-- Exercise requirements --
Transcribe everything in the jazz and health passage from "DELTA brain waves" down to "26% were sleeping better.", word for word.

Mind, Body & Jazz: How Jazz Can Improve Your Health
Listening to jazz music has potential benefits for your health as varied as the genre itself. The innovative riffs, cool tones and complex rhythms can bring natural relief for mind & body.
Listening to Jazz can actually have an effect on the type of brain waves you produce – which can be stimulating or relaxing.
Focus and Energy
Listening to upbeat music can:
• Help you focus and raise your heart rate.
• Provide motivation and reduce fatigue during a workout.
◦ Target beats per minute (BPM) should match your heart rate during workout:
▪ Walking -115 to 118 BPM
▪ Power walking – 137 to 139 BPM
▪ Running – 147 to 160 BPM
• Boost your productivity at work
THETA brain waves (4-8 hertz): Listening to the distinctive syncopation of some jazz can bring about theta brain waves, the most highly creative brain wave. They inspire new insights and solutions to unresolved problems (“Eureka!” moments).
Listening to relaxing music is just as effective at reducing anxiety as a massage.
ALPHA brain waves (8 to 14 hertz): Listening to music around 60 BPM’s can cause the brain to synchronize with the beat, resulting in alpha brainwaves. They make you relaxed but conscious.
DELTA brain waves (under 4 hertz): Listening to calming music in a relaxed position for at least 45 minutes produces delta brainwaves which can induce sleep… better sleep.
Better Sleep: Studies shows that just 45 min of soft, slow music (60-80 BPM) like jazz, before bedtime results in better and longer night-time sleep as well as less dysfunction during the day:
• After 1 week, 26% were sleeping better.
• After 3 weeks, 35% were sleeping better.
Less Depression: After listening to jazz music for an hour every day for a week:
Music Listeners had 25% less depression than non-listeners.
Since stress is the root of many health problems, the relaxing effect of jazz music can have incredible healing influence. It physically changes your body by lowering your heart and respiratory rate.
Listening to music (jazz included) directly after a stroke improves verbal memory, focus and mood. In just 3 months after a stroke…
• Music Listeners’ verbal memory increased 60% and focused attention increased 17%.
• Non-Listeners’ verbal memory increased 29% and focused attention increased 0%.
• Audio Book Listeners’ verbal memory increased 18% and focused attention increased 0%.
Listening to jazz has been shown to reduce time and intensity of both general and migraine headaches.
Study shows that listening to music (including jazz) can reduce chronic pain. After listening to jazz music for an hour every day for a week…
• Music Listeners had a 21% decrease in pain.
• Non-Listeners had a 2% increase in pain.
Music therapy is increasingly used for pain relief in hospitals to…
• reduce need for medication during childbirth
• decrease postoperative pain
• complement use of anesthesia during surgery
Studies show that music (including jazz) and laughter can lower blood pressure by causing blood vessels to expand by up to 30%.
After 3 months of the music & laughter study…
• music group decreased blood pressure by 6 mmHg
• laughter group decreased blood pressure by 5 mmHg
• control group had no change
Immediately after each session also revealed a short-term dip of 6 mmHg to 7 mmHg.
The range of decline is comparable with someone…
• adopting a low-salt diet
• losing 10 pounds
• taking blood-pressure-lowering medication.
This change reduces risk of death from heart disease or stroke by up to 15%.
Listening to jazz for 30 minutes boosts immunoglobulin A (IgA) levels. IgA resides in mucous linings of the body and acts as an antibody; preventing virus, bacteria and infection. The effect on IgA levels continues for an additional 30 minutes after the music stops playing.
A study conducted by Dorothy Retallack in 1973 played music to plants for two weeks. Plants “listening” to classical and jazz music physically leaned 15 to 20 degrees toward the radio while plants “listening” to rock music grew away from the radio, became sick, and died.
International Jazz Day: April 30th
“International Jazz Day brings together communities, schools, artists, historians, academics, and jazz enthusiasts all over the world to celebrate and learn about jazz and its roots, future and impact” #JAZZDAY
So beat that cold to the punch and crank up some Coltrane.

-- Source data --
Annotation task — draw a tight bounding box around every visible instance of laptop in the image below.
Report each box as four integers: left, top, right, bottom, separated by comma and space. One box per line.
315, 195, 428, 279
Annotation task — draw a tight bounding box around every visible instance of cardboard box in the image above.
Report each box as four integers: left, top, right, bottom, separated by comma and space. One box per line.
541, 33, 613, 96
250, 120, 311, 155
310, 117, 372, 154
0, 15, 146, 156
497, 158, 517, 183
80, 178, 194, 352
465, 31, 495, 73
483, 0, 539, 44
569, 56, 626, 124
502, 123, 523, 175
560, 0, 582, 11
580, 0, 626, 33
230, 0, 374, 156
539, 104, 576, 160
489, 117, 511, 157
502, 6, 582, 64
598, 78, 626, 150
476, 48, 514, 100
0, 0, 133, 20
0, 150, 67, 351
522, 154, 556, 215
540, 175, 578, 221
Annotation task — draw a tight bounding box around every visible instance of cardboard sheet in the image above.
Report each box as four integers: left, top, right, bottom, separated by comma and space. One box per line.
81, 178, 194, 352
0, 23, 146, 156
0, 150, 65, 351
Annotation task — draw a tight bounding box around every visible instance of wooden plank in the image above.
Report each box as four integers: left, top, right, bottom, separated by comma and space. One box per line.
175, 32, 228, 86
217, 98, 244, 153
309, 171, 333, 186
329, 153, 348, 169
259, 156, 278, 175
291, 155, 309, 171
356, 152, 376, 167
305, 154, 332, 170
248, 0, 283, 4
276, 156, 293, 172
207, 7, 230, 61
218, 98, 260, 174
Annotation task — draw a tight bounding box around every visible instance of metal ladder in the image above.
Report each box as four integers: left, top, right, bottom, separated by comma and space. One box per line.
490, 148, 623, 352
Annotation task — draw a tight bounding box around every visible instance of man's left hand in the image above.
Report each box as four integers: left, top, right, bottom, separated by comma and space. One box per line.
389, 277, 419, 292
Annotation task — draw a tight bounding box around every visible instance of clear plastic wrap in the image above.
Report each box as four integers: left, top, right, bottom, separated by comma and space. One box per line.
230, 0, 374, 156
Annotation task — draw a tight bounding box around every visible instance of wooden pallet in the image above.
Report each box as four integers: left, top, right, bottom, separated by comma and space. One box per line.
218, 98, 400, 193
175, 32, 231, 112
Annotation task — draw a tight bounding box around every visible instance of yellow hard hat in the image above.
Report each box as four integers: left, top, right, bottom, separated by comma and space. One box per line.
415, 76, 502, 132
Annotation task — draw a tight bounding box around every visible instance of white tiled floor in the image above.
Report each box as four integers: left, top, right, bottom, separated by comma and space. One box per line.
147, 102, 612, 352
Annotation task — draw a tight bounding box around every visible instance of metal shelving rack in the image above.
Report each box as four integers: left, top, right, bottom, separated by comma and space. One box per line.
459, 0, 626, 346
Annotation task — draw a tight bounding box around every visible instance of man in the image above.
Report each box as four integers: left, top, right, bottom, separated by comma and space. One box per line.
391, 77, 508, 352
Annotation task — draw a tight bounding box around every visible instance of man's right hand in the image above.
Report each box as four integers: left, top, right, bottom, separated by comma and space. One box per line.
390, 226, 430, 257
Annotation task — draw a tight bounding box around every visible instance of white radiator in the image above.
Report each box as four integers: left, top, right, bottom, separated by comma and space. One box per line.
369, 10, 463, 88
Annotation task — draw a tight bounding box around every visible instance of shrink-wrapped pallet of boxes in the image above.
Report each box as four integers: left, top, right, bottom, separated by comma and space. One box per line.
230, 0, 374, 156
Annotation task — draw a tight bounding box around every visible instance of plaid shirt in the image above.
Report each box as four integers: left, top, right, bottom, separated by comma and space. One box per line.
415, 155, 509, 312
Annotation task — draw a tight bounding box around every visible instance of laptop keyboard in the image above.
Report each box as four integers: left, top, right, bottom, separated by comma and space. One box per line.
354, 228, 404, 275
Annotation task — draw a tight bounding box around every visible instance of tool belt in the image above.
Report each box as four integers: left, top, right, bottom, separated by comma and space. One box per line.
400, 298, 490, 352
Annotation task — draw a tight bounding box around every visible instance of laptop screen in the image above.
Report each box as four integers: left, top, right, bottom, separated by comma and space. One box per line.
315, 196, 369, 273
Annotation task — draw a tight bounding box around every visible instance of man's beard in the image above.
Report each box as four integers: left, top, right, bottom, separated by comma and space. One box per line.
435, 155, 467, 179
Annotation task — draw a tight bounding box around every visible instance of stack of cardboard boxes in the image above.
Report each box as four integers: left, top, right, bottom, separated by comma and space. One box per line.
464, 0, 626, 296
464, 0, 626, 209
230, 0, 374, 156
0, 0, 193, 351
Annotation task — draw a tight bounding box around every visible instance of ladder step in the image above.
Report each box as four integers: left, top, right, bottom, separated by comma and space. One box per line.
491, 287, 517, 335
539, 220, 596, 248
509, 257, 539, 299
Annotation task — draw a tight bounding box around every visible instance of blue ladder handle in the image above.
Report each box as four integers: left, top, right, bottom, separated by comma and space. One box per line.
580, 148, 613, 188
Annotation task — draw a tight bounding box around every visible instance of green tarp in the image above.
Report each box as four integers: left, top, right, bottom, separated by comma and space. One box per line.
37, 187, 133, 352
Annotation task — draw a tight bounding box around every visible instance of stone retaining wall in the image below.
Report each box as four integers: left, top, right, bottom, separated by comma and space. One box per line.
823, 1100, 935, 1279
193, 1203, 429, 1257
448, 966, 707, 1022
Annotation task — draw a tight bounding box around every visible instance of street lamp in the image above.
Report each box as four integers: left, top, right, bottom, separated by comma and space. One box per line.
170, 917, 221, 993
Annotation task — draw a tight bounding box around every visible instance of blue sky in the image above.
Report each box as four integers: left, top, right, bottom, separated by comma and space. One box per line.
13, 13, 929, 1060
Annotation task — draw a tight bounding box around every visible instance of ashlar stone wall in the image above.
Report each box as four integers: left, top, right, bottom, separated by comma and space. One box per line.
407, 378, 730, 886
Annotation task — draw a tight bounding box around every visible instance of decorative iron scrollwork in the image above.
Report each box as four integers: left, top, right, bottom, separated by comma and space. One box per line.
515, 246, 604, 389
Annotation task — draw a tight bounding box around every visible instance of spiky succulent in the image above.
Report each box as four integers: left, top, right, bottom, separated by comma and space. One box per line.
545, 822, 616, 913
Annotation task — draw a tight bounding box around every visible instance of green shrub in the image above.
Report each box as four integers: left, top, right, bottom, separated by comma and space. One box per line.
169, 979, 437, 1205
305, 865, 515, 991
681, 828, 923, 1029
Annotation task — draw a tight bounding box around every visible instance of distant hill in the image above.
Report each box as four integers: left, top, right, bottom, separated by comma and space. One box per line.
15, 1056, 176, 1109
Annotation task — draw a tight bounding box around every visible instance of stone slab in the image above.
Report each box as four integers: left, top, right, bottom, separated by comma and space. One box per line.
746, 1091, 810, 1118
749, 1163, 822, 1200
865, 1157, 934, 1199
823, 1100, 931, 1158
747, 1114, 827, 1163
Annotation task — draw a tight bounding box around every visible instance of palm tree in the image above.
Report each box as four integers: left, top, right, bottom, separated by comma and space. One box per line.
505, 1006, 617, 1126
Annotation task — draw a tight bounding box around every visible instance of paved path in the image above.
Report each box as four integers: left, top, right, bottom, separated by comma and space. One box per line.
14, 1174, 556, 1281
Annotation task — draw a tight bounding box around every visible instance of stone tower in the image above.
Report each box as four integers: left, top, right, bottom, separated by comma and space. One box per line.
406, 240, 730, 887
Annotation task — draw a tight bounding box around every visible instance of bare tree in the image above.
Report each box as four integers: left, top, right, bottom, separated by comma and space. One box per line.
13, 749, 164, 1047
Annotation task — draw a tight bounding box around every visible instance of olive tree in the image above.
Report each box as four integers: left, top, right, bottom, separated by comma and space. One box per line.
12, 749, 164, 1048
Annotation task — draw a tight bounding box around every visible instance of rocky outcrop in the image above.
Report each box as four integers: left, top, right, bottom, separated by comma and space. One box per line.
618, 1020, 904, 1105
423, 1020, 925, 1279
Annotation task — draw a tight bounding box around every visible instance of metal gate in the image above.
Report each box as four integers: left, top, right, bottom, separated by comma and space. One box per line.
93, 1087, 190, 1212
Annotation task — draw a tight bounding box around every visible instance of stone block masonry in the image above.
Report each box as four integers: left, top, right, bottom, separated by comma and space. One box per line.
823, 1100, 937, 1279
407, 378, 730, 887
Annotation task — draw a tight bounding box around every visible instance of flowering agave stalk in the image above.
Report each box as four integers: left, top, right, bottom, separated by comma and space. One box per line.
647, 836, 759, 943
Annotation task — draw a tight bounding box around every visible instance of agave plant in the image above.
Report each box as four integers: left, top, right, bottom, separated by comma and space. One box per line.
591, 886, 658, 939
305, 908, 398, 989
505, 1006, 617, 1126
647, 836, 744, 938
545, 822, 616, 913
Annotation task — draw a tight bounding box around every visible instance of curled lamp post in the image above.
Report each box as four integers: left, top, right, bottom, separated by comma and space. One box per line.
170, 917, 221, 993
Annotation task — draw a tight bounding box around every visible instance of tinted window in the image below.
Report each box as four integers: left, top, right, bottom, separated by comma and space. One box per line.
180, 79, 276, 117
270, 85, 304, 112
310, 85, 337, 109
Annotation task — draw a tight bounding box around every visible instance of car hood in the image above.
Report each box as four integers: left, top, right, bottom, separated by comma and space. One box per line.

-- Response below --
DELTA brain waves (under 4 hertz): Listening to calming music in a relaxed position for at least 45 minutes produces delta brainwaves which can induce sleep… better sleep.
Better Sleep: Studies shows that just 45 min of soft, slow music (60-80 BPM) like jazz, before bedtime results in better and longer night-time sleep as well as less dysfunction during the day:
• After 1 week, 26% were sleeping better.